### Excerpted passage
________
Just a block from Mallory Square is the redbrick terra-cotta Custom House, which houses the Key West Museum of Art & History. The landmark building was the government center during Key West’s lucrative shipwrecking era, when it was the richest city, per capita, in the United States. Visitors can stand in the very room where U.S. officials made the decision to go to war with Spain after the sinking of the USS Maine battleship—a perfect prep for the jolt of eclectic, electric experiences that Key West has in store.
Within walking distance of the Custom House, historic attractions, homes, and gardens continue to tell the story of Key West’s unusual past. The architecture is an intriguing mix of Victorian mansions and brightly hued gingerbread cottages, many of which have been transformed into museums or bed-and-breakfasts, thanks to the efforts of local foundations.
Key West’s most famous residence is the Ernest Hemingway Home and Museum, now an interactive museum for literary enthusiasts. From 1931 to 1940, the Nobel Prize-winning author lived in this Spanish-colonial-style estate, where he enjoyed some of his most productive years. In fact, many Key Westerners appear as characters in Hemingway’s novel To Have and Have Not. Today, visitors can tiptoe up the stairs to see Hemingway’s office. His desk, chair, typewriter, and wall ornaments are supposedly just as the celebrated eccentric author left them. As many as 60 descendants of his beloved cat Snowball still lounge around the tropical grounds.
________
### Raw records
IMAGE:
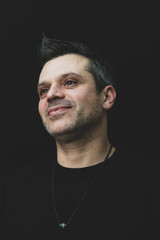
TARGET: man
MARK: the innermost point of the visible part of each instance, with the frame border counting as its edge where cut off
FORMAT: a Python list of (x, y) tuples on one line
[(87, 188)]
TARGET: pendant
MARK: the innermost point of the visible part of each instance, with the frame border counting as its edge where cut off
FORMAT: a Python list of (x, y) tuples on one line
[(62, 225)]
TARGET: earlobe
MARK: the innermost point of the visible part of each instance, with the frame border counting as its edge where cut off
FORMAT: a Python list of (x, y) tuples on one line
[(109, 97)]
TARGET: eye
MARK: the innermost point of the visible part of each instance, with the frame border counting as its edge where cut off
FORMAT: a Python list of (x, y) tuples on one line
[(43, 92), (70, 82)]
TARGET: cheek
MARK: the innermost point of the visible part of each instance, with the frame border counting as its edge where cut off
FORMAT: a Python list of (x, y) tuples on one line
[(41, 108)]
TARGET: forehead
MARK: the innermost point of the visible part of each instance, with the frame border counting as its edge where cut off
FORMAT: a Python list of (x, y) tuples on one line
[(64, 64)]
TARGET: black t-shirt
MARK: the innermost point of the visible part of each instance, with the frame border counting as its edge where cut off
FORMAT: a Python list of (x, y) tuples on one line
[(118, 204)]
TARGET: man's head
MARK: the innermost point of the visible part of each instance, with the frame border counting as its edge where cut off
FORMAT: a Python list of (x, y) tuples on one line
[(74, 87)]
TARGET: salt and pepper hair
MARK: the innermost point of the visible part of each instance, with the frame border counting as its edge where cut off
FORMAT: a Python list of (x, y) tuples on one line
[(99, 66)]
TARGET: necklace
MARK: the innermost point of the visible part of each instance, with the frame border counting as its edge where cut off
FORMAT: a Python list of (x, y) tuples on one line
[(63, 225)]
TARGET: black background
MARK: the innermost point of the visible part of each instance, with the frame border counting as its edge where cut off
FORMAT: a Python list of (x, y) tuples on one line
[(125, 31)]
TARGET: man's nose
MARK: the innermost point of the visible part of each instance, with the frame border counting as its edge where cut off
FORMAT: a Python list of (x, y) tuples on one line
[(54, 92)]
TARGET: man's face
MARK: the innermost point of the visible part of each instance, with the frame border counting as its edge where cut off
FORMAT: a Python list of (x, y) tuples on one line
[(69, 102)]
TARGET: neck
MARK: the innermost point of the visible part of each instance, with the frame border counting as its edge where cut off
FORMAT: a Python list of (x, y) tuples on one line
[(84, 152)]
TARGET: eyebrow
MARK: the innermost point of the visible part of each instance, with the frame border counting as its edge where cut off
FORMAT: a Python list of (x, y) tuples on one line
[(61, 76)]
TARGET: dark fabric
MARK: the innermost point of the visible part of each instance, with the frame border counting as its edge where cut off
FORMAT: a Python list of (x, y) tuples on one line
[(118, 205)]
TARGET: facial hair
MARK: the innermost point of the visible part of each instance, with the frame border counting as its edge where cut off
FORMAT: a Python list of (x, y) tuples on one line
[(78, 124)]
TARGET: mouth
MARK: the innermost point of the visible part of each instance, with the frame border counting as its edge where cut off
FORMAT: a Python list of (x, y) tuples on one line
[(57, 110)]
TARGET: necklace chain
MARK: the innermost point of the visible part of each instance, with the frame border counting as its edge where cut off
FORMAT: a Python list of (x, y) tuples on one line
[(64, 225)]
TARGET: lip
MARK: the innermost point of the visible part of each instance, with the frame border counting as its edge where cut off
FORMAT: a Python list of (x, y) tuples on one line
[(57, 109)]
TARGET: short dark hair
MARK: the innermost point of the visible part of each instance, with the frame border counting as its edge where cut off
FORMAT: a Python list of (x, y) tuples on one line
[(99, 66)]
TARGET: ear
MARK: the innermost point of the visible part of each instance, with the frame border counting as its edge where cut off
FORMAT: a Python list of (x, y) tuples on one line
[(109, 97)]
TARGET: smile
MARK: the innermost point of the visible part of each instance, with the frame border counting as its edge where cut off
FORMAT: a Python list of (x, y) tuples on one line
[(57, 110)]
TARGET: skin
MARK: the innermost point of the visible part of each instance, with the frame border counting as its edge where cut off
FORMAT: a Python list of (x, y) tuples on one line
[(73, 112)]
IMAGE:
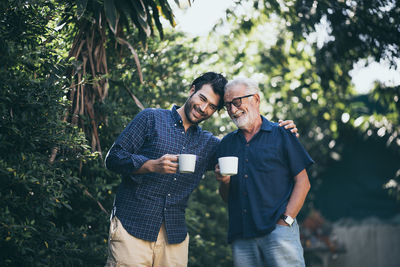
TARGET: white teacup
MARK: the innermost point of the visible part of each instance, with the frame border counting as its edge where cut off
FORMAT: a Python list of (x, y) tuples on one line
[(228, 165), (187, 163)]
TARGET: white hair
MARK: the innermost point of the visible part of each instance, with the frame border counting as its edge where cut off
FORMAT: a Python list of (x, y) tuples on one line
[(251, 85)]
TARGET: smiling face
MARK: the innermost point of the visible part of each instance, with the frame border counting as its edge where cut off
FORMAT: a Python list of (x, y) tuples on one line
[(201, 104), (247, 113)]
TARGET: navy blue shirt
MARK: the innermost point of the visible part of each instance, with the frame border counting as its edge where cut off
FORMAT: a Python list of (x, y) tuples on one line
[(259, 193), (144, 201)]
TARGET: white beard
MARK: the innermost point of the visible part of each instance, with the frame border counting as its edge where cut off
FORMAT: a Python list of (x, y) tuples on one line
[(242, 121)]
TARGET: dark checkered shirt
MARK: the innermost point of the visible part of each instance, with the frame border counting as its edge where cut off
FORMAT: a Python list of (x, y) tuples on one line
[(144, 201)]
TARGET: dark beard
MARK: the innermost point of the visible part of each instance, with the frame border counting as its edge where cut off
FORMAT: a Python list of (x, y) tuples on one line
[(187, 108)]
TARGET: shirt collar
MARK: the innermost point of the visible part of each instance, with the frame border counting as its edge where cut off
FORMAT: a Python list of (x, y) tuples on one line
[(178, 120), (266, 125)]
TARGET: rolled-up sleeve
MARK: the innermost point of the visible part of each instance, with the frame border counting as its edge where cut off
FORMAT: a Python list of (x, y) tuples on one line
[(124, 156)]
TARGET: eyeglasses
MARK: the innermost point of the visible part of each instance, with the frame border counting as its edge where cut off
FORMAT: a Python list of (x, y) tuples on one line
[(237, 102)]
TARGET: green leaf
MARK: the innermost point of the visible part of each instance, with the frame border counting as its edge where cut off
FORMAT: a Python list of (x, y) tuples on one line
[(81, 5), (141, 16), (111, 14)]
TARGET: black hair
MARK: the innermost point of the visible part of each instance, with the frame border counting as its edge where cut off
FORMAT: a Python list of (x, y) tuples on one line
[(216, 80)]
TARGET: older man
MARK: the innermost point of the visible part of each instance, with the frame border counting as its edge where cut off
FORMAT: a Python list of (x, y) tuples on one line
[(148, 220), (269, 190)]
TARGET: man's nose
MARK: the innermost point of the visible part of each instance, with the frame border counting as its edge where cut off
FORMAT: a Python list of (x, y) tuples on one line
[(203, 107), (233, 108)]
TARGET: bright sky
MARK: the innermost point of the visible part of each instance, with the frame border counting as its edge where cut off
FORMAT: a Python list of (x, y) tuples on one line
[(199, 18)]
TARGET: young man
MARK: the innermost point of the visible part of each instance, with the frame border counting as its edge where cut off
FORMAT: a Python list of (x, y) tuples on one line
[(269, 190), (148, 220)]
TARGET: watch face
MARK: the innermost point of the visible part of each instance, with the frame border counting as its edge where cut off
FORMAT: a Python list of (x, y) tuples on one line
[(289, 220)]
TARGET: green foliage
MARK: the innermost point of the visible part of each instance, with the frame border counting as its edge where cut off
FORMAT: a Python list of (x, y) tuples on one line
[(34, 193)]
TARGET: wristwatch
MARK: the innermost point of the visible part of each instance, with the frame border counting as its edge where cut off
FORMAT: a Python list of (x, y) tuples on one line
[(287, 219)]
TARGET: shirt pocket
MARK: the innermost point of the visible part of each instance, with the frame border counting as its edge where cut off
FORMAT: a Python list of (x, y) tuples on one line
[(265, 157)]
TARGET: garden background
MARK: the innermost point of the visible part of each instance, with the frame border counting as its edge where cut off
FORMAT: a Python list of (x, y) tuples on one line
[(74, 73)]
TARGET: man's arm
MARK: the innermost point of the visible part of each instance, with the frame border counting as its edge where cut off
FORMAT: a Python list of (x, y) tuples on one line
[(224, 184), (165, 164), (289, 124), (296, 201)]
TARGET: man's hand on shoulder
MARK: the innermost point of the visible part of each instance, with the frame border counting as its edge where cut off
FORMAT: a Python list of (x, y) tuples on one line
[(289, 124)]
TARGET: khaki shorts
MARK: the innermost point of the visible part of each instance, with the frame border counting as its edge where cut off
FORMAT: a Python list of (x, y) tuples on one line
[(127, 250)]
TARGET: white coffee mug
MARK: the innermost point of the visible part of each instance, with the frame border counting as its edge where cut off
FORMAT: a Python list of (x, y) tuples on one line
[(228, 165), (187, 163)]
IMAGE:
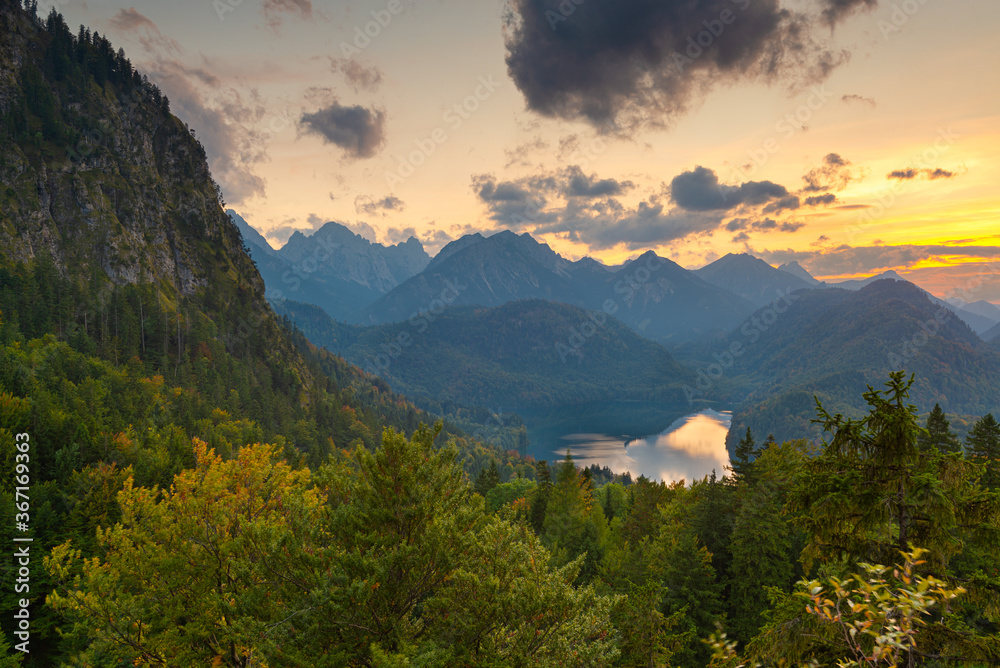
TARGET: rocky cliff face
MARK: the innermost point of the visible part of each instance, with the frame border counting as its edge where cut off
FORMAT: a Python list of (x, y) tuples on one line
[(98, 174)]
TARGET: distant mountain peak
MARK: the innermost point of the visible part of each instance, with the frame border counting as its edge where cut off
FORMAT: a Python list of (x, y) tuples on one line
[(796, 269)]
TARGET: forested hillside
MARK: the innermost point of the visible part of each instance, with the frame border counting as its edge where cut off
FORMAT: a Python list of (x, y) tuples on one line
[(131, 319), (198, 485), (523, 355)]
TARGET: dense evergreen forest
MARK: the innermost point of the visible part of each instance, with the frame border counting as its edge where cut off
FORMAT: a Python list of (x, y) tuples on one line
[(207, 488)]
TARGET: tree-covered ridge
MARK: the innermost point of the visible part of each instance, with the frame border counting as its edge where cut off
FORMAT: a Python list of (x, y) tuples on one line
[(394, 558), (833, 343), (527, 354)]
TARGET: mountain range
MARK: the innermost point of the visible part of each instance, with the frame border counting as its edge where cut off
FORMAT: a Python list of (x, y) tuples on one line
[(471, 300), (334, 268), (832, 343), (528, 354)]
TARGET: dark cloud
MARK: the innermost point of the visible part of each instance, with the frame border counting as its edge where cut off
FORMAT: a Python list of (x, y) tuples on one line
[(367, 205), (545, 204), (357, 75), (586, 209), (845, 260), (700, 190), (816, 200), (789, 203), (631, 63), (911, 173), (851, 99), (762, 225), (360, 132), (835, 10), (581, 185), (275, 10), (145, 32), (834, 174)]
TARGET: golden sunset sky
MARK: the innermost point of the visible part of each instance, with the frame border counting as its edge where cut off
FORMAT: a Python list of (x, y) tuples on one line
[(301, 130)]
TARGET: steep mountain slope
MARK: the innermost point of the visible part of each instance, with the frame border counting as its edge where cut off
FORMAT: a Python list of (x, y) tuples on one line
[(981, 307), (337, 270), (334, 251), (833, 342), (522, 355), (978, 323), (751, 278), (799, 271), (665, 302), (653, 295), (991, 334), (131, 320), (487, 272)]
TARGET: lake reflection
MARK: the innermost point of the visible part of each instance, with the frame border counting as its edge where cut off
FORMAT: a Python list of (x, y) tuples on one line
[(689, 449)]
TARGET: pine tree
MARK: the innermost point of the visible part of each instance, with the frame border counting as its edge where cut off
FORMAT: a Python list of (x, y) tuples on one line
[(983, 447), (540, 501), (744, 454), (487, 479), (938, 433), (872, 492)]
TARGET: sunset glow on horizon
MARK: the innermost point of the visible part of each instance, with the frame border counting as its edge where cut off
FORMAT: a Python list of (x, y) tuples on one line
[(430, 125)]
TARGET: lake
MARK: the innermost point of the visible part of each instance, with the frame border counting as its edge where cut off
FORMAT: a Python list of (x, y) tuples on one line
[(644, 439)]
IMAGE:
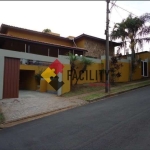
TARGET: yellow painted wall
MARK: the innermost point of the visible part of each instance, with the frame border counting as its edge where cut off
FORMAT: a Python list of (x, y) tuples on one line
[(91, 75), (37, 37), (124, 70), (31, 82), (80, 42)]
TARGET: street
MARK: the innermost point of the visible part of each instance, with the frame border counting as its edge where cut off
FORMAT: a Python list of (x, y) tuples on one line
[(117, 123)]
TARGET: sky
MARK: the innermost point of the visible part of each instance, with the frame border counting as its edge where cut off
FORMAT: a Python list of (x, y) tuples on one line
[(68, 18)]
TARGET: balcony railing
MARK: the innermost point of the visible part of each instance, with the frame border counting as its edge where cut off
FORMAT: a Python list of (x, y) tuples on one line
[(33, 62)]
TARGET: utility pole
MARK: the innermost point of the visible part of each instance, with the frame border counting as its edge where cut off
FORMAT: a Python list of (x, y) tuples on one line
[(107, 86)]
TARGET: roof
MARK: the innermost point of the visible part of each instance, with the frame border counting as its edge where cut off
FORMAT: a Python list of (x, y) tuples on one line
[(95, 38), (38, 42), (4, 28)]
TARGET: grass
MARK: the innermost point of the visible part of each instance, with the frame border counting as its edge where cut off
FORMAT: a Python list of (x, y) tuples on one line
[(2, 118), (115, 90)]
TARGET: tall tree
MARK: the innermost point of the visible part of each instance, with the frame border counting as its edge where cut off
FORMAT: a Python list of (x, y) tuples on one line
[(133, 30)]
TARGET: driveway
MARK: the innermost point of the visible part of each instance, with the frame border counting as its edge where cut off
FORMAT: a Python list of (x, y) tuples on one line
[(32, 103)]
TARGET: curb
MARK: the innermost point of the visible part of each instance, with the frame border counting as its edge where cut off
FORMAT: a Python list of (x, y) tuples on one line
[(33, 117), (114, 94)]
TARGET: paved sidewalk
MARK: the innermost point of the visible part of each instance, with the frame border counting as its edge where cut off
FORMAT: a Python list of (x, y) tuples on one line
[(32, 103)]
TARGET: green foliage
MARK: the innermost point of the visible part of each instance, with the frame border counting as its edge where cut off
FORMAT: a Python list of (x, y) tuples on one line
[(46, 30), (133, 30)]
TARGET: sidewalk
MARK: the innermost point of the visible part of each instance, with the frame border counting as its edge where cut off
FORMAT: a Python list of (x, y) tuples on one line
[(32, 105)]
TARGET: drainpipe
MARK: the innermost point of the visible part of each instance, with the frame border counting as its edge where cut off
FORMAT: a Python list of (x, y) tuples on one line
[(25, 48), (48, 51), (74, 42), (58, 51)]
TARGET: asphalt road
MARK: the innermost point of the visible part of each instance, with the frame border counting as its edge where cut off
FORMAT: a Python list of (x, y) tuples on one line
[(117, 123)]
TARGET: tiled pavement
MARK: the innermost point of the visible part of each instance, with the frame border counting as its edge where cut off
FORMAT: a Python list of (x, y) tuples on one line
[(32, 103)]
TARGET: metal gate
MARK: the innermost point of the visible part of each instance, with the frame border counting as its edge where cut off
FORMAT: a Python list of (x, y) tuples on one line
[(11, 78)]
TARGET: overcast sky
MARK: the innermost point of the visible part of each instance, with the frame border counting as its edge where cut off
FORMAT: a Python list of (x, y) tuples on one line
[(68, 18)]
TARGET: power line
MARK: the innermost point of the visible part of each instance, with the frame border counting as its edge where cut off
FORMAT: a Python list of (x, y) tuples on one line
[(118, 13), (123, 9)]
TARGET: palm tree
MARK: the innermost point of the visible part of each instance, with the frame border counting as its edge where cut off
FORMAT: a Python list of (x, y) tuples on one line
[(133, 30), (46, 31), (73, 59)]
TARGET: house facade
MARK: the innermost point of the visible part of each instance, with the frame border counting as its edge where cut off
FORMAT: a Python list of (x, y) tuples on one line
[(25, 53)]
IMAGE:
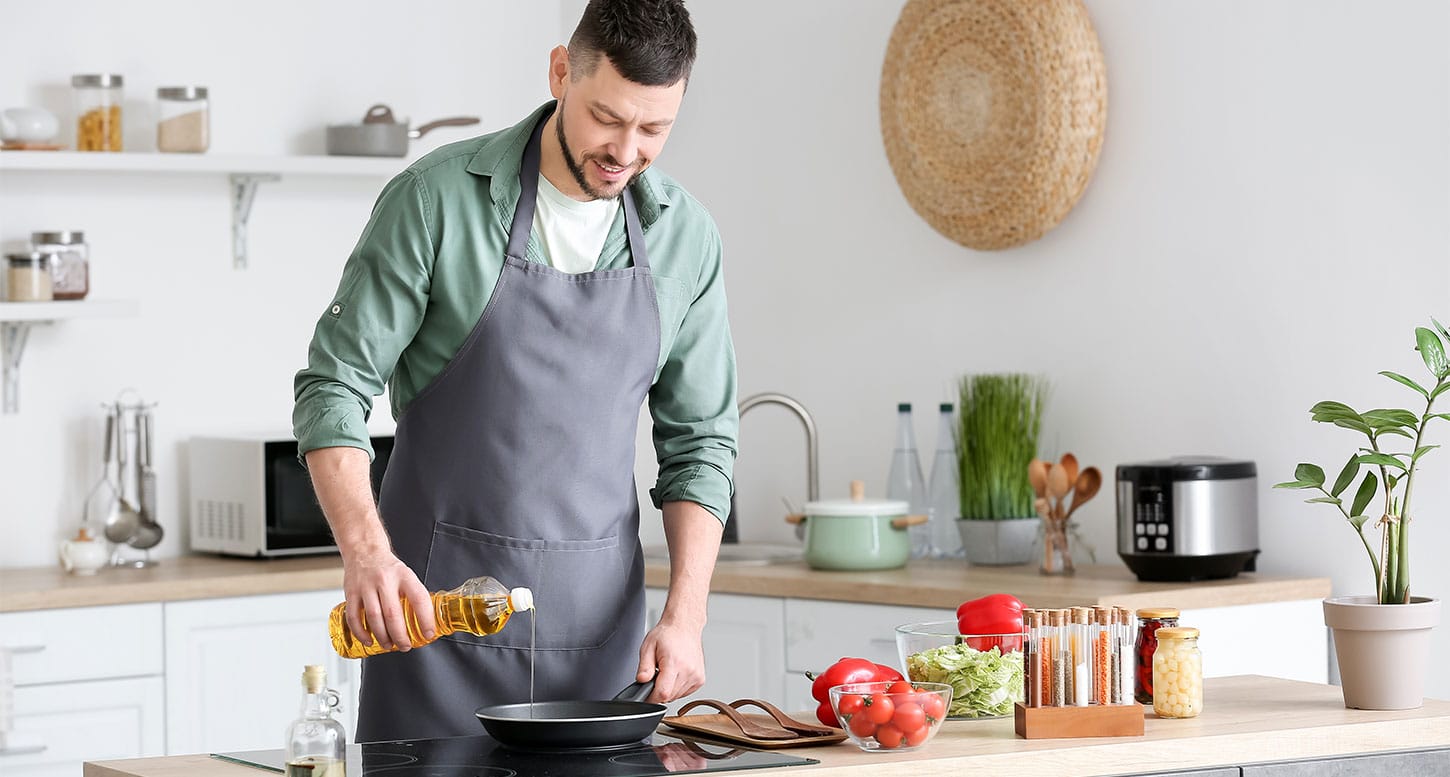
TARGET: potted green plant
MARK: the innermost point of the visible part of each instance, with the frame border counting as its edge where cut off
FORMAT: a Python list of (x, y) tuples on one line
________
### Do this
Reproduce the portion of the Key West passage starting at "Within walking distance" and ending at "of local foundations.", word for word.

### Complete output
Within walking distance of the Custom House, historic attractions, homes, and gardens continue to tell the story of Key West’s unusual past. The architecture is an intriguing mix of Victorian mansions and brightly hued gingerbread cottages, many of which have been transformed into museums or bed-and-breakfasts, thanks to the efforts of local foundations.